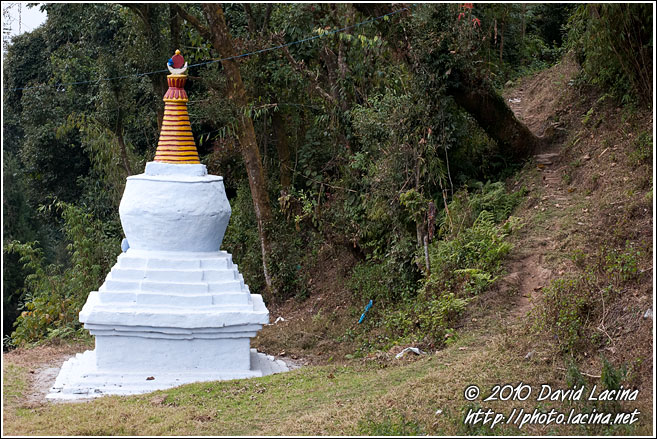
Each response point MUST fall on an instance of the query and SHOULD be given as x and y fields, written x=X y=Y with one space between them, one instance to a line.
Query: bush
x=53 y=294
x=463 y=264
x=613 y=43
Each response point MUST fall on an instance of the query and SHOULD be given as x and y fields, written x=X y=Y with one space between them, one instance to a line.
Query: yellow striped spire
x=176 y=144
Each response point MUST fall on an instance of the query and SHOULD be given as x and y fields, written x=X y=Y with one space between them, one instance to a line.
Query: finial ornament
x=176 y=144
x=177 y=64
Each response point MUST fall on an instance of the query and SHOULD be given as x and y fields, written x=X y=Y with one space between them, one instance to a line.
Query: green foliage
x=463 y=265
x=613 y=43
x=389 y=426
x=571 y=305
x=643 y=151
x=53 y=295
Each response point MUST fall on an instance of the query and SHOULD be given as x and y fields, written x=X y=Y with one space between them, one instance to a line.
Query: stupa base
x=80 y=378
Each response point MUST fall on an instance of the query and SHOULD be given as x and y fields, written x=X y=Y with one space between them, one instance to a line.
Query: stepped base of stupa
x=162 y=319
x=80 y=378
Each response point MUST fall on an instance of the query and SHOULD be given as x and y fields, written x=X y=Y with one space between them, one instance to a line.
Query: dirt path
x=534 y=101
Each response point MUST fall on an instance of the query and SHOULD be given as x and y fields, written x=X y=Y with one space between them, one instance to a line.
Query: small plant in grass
x=389 y=426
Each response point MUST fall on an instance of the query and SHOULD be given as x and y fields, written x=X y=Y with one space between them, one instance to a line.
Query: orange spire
x=176 y=144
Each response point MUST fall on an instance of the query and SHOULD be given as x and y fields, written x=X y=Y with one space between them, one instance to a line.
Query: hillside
x=574 y=306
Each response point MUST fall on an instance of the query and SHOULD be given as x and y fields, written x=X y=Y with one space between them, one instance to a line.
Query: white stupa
x=174 y=309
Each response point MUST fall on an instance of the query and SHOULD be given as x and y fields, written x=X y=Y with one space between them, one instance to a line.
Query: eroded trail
x=535 y=101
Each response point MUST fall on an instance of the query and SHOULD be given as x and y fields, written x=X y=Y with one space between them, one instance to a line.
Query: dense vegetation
x=360 y=138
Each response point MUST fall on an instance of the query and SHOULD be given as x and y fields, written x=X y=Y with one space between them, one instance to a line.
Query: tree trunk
x=493 y=114
x=283 y=149
x=484 y=104
x=223 y=43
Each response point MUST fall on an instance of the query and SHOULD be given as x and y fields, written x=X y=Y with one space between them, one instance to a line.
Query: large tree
x=216 y=31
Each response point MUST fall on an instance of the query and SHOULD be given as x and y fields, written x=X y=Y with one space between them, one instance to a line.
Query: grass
x=389 y=397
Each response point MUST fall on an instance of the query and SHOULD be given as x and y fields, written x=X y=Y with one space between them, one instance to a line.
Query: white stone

_Instructions for the task_: Quote the data above in full and without alteration; skip the pictures.

_Task answer_:
Each response point MUST fall on an instance of the query and SHOULD be given as x and y fields, written x=X y=Y with one space between them, one instance to a line.
Query: bush
x=53 y=294
x=463 y=264
x=613 y=43
Each response point MUST fall on an instance of the query and SHOULD be given as x and y fields, written x=X y=Y with one space between them, one instance to a line.
Query: yellow striped spire
x=176 y=144
Each response point MUST fall on an instance of the query and SHOULD be given as x and y fields, written x=X y=Y with one space between them, one instance to a line.
Query: finial ornament
x=176 y=144
x=177 y=64
Each response point MUST fall on an instance of the query and SHOULD be given as x and y fields, written x=X y=Y with one space between them, one instance to a line.
Query: green foliage
x=463 y=265
x=613 y=43
x=389 y=426
x=571 y=305
x=643 y=151
x=53 y=295
Each response point MUST fall on an instance of the query and SHOULD be given as x and y fields, written x=X y=Y with one space between them, one instance to a line.
Query: stupa base
x=80 y=378
Each response point MUST fall on an instance of the query and SHOULD be given as x and y fields, written x=X y=Y with one space between them, one instance to a line.
Query: stepped base of stupa
x=162 y=319
x=80 y=378
Each response point MUST fall on an instance of the query and SHOULD be given as x and y fields, written x=X y=Y with one space between them, one instance to a line.
Query: dirt path
x=534 y=101
Each response point MUST fall on an instance of the query and SHOULD be given as x and y fields, written x=X y=Y with one space between them, one instance to a line.
Query: small plant in grass
x=389 y=426
Each response point MUST fall on an instance of the query and SHOULD be given as x and y fields, written x=X y=Y with one space between them, one instance to a line.
Query: orange spire
x=176 y=144
Each response point MUST fall on an instance of the query and SHOULD be given as x and y fields, written x=X y=Y with one space between them, one instance to a line.
Query: hillside
x=574 y=306
Each response point MUST fall on an instance of the query and SHOULD be given as x and y fields, written x=X y=Y with one space between them, one instance to a line.
Query: white stupa
x=174 y=309
Each response point MUST fall on an instance of the query and SHOULD be given as x and y fields, written x=X y=Y with one space between them, one instance to a line.
Query: eroded trail
x=535 y=101
Each response point MUST fall on an instance of the query and SHOULD be given as x and y fields, written x=X y=Y with one space between them, one instance to a line.
Query: dense vegetation
x=360 y=138
Each response point MUST fall on an instance of the query and SHOULD be given as x and y fields, written x=X y=Y with one space between them, one instance to a line.
Query: tree trunk
x=493 y=114
x=283 y=149
x=484 y=104
x=223 y=43
Each response point MUST fall on an instance of the query and SHOULD be given as x and y fields, written x=X y=Y with one space between them, one instance to a line.
Query: large tree
x=216 y=31
Each response point MUST fall on an instance of the query and SHOULD be given as x and y fields, written x=X y=Y with one space between them, one instance to a line.
Query: grass
x=389 y=397
Each response point MUST fall on an instance of the query and SHOULD be given as x and y fields, written x=X y=Y with one space between them, one instance to a line.
Query: white stone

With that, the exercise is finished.